**TASK INSTRUCTIONS:** Would you restate, exactly as they appear, the lines from the one containing "the white car?" through the end of the data below?

==== EXCERPTED RECORDS

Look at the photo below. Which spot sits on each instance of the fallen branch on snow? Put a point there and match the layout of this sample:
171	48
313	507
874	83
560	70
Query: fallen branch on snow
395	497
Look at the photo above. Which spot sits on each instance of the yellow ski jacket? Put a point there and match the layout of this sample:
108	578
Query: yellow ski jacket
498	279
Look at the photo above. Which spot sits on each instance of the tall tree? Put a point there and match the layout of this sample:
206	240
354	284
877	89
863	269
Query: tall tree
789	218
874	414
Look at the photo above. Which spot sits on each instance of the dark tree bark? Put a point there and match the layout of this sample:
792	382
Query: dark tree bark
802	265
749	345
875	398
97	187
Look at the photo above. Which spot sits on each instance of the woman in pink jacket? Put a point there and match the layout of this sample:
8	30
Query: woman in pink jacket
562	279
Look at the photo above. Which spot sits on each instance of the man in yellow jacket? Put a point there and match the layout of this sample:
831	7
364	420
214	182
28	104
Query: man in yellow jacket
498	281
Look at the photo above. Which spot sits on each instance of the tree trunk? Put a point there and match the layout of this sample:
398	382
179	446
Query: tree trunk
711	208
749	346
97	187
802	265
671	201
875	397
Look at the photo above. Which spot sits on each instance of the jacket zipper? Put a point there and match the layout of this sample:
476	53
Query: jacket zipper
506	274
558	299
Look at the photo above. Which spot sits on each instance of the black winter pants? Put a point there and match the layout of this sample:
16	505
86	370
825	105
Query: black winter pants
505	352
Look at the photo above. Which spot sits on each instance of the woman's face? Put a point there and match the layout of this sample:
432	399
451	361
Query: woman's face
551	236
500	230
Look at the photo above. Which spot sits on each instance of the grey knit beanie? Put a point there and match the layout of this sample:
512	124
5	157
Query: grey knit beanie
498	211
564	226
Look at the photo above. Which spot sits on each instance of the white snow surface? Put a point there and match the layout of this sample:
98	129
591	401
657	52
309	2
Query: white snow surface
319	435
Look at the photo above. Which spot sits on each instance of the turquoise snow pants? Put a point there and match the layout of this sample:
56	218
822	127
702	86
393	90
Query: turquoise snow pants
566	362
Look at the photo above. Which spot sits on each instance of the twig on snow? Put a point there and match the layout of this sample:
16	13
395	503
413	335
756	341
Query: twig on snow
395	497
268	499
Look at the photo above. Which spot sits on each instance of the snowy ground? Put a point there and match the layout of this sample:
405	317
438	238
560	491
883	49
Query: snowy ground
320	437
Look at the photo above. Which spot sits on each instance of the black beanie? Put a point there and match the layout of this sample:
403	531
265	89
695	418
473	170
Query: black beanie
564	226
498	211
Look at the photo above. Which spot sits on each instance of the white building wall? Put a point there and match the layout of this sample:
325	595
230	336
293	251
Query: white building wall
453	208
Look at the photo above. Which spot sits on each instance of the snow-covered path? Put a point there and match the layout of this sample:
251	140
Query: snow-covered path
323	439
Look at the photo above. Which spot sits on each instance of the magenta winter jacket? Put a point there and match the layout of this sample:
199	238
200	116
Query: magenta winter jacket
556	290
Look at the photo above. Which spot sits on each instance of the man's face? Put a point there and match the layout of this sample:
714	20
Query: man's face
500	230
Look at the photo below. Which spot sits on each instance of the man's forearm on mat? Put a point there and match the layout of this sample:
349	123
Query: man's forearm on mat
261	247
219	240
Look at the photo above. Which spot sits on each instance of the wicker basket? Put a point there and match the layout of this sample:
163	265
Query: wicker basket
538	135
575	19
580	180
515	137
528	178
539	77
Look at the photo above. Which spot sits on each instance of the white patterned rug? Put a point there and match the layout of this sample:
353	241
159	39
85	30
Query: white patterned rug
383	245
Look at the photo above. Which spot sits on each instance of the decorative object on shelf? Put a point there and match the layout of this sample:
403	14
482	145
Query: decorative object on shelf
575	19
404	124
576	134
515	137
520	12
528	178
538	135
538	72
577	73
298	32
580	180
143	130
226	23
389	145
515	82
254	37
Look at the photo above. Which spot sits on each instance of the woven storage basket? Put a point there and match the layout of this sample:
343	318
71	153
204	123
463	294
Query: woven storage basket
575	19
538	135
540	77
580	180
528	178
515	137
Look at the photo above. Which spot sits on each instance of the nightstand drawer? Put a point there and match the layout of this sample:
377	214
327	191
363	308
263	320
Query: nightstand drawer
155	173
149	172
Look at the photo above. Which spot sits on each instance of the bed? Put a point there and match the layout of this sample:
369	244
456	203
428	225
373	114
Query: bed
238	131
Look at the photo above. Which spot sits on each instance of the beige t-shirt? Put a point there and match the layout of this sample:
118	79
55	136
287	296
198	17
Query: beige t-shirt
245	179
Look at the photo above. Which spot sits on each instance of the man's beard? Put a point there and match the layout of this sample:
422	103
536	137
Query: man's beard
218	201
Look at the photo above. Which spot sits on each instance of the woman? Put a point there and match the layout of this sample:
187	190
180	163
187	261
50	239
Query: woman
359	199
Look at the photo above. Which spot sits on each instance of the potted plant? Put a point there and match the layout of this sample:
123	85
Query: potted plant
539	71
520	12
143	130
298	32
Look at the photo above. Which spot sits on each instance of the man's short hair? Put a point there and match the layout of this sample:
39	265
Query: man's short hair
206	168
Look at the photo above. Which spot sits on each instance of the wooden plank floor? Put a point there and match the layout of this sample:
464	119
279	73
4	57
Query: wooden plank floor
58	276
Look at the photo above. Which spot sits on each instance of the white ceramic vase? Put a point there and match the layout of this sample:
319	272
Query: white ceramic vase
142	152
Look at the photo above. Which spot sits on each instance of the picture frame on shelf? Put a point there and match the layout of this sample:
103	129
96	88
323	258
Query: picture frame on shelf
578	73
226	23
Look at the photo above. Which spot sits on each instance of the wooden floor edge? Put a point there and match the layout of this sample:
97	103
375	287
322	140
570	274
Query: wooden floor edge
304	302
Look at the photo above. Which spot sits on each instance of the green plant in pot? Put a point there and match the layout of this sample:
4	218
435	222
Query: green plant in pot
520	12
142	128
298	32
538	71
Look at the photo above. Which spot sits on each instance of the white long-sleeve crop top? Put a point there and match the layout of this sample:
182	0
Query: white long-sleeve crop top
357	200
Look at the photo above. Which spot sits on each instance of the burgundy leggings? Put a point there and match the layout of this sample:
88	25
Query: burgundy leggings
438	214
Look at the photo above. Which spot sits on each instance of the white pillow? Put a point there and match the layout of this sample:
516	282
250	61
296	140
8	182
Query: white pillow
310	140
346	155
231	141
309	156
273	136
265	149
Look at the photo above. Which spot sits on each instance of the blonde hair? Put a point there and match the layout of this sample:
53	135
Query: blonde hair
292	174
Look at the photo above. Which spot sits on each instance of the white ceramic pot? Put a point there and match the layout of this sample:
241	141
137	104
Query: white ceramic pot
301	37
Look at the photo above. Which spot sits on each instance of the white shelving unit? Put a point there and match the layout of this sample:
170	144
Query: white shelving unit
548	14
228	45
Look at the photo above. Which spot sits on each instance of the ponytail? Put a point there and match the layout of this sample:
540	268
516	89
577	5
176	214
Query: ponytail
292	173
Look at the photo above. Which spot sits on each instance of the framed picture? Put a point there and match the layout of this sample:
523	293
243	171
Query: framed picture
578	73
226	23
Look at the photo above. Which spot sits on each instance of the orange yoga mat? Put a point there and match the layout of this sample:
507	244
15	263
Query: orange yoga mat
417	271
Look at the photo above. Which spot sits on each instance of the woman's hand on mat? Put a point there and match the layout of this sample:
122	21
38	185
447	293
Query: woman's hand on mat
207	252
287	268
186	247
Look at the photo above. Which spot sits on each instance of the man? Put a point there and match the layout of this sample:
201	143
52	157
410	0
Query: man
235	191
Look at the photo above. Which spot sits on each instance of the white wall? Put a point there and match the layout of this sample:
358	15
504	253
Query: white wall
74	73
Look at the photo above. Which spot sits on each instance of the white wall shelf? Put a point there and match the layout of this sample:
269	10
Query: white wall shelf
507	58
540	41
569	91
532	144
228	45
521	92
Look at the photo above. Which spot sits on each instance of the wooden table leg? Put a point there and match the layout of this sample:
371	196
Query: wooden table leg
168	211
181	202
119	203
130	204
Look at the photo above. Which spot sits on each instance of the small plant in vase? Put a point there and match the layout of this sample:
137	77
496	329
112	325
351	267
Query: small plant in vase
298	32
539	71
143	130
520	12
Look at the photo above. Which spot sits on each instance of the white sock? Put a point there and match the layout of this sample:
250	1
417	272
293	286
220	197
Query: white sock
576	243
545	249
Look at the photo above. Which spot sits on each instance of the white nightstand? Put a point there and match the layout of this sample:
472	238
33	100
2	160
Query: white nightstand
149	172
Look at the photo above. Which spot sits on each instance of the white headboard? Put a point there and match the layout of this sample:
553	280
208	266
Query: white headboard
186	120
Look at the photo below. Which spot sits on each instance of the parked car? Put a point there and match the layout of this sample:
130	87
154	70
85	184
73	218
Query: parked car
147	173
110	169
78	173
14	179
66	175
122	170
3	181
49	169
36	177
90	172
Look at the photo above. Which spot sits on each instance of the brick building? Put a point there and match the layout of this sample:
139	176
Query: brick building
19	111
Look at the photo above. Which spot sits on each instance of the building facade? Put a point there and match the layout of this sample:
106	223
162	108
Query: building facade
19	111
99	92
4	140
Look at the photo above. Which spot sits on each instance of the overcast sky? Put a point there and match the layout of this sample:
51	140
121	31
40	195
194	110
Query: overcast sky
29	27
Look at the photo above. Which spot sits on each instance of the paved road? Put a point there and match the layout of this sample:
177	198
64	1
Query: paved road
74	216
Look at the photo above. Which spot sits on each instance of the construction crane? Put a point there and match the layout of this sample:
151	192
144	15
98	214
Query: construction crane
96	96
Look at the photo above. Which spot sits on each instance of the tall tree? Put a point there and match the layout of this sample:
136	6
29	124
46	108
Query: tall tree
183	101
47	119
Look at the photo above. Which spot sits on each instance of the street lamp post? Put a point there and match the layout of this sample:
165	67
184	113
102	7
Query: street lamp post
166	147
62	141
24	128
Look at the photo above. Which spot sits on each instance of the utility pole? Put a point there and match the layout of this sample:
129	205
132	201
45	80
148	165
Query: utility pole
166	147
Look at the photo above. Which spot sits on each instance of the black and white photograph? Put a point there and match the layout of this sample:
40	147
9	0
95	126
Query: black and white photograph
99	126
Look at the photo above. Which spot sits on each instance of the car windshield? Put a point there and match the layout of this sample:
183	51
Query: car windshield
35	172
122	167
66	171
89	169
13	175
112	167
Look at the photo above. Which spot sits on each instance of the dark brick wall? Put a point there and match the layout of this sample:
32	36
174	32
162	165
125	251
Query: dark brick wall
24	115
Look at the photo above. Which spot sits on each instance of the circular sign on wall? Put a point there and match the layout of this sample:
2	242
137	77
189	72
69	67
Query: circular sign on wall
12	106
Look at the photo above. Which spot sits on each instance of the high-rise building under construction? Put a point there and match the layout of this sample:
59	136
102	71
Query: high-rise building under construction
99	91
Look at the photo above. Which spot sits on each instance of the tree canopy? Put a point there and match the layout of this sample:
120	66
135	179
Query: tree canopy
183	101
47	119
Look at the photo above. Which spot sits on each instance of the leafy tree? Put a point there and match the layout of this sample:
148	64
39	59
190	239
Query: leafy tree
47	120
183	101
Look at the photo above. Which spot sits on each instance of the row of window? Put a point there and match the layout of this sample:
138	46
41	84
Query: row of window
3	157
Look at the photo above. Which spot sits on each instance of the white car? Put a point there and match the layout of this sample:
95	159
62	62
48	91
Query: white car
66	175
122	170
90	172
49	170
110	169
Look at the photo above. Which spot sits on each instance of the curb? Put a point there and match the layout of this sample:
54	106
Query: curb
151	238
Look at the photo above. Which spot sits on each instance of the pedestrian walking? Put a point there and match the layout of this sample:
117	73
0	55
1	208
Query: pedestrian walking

========

**EXERCISE SOLUTION:**
Look at the photo above. Which spot sits on each instance of the white car? Put a point there and match the layout of this sample:
95	159
62	62
48	91
Query: white car
66	175
122	170
90	172
49	170
110	169
Look at the photo above. Which spot sits on each instance of the curb? Put a point there and match the layout of this sample:
54	106
Query: curb
151	238
Look at the photo above. Which spot sits on each instance of the pedestrian walking? Put a point there and match the layout of this sample:
117	73
0	55
1	208
Query: pedestrian walking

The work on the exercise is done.